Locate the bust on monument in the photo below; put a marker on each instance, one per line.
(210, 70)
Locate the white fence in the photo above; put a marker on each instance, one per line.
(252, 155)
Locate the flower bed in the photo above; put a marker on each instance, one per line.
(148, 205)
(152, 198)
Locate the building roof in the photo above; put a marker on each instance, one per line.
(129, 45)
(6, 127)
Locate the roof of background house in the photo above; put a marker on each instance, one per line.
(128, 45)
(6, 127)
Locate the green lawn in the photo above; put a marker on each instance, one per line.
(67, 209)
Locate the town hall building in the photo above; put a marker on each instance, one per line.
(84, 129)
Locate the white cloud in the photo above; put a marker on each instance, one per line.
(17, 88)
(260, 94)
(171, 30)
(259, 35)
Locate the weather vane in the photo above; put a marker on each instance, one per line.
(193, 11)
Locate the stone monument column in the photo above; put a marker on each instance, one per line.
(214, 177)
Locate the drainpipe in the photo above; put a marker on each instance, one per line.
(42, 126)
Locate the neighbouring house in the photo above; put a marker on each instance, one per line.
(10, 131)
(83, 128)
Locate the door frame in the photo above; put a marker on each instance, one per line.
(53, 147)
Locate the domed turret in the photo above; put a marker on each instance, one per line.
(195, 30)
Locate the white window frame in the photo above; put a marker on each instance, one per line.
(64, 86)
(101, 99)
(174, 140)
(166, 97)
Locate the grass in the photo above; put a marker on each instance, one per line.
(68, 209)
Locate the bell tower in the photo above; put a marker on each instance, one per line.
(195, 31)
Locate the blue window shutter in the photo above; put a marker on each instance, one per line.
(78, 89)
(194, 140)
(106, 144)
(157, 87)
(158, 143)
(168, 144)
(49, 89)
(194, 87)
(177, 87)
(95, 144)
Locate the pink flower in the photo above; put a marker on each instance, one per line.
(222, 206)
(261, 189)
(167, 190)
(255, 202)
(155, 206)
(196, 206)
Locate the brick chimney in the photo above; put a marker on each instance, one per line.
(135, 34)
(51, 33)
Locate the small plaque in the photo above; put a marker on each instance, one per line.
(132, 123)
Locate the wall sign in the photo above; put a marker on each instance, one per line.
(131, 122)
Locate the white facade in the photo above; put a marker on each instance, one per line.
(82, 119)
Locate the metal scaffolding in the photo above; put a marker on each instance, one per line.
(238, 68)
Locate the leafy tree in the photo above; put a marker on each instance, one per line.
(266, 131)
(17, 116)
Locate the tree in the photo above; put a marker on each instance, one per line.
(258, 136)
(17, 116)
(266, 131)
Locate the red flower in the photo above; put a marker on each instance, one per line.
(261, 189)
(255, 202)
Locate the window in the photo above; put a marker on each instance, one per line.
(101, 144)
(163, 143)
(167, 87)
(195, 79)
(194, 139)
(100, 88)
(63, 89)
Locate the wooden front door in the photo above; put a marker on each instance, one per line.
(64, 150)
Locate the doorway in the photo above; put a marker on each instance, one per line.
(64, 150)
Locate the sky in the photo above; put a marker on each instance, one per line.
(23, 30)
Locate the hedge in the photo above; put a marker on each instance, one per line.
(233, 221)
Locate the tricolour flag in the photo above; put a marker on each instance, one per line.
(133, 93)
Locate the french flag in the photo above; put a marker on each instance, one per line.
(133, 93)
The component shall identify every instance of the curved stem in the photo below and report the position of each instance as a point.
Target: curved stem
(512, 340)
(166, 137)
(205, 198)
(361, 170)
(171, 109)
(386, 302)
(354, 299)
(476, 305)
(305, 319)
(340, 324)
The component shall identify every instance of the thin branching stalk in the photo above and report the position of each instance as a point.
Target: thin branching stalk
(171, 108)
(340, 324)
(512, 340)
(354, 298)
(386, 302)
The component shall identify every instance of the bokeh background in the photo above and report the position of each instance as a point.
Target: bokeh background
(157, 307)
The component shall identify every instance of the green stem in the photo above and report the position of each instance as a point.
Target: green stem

···

Transcribe exactly the line containing "The component shall identify every instance of the thin" and all remaining lines of the material, ending with the last one.

## [RESULT OF THIS TASK]
The component shall identify every instance of the thin branching stalk in the photo above and report the position of each instance as a point.
Target: thin branching stalk
(171, 108)
(340, 324)
(512, 340)
(354, 298)
(386, 302)
The component shall identify every instance of the bokeh background in the photo above and report the position of each instance as a point.
Target: bokeh background
(157, 307)
The component shall identify every instance of the green stem in the photo above and report the position of each instance as a point.
Target: green stem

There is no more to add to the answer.